═════ SOURCE EXTRACT
A veteran of local government and an economic development expert, offering his take on the local benefits of Texas’ high-speed train
State Vice President
Served on the Texas Transportation Commission from 2013-2016, including the last year as vice chairman. The commission oversees the Texas Department of Transportation and a budget of about $12 billion a year.
- Worked to find solutions to benefit Texas facing growing transportation demands.
Economic Development executive
- CEO of the Governor’s Office of Economic Development and Tourism, 2003-2005.
- CEO of the Greater Houston Partnership
- Helped drive economically robust business activities for Texans, locally, nationally and internationally.
Former Denton County judge, 1991-1999.
- The county’s highest elected executive, dealt directly with residents on a variety of efforts to improve county life.
Jeff Moseley, the newly appointed state vice president of Texas Central, developers of Texas’ high-speed train, on the substantial benefits of the North Texas-to-Houston passenger line:
What should Texans expect from the high-speed train?
It will be America’s first true high-speed train, providing a safe, reliable, affordable and productive transportation choice. You don’t have to worry about traffic on I-45 or the hassles of airports. For local counties struggling with finances, the train is a taxpayer, not a tax-taker. Because it is being developed by a private company, it will not use public money for its operations. And, it will be paying millions of dollars in local taxes to the counties along the route. Recent estimates say that the train will add $36 billion in new economic benefits to the state.
Will this project create jobs for Texans?
Absolutely. For each year of construction, the project will create 10,000 jobs with as many as 1,000 permanent jobs once operations begin. The annual operations payroll is estimated at $80 million. Texas companies also will benefit directly from construction work, such as building the system and maintenance facilities, supplying materials and providing long-term support for the system.
What will it mean for casual travelers?
══════════
Would you update the high-speed train interview from "It will be America’s" to "jobs for Texans?", putting "private firm" in place of "private company"? The material after this point has no connection to the high-speed train interview.
═════ RAW DATA
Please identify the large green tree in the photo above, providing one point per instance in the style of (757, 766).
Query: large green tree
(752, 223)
══════════
### [WRITTEN SOLUTION]
It will be America’s first true high-speed train, providing a safe, reliable, affordable and productive transportation choice. You don’t have to worry about traffic on I-45 or the hassles of airports. For local counties struggling with finances, the train is a taxpayer, not a tax-taker. Because it is being developed by a private firm, it will not use public money for its operations. And, it will be paying millions of dollars in local taxes to the counties along the route. Recent estimates say that the train will add $36 billion in new economic benefits to the state.
Will this project create jobs for Texans?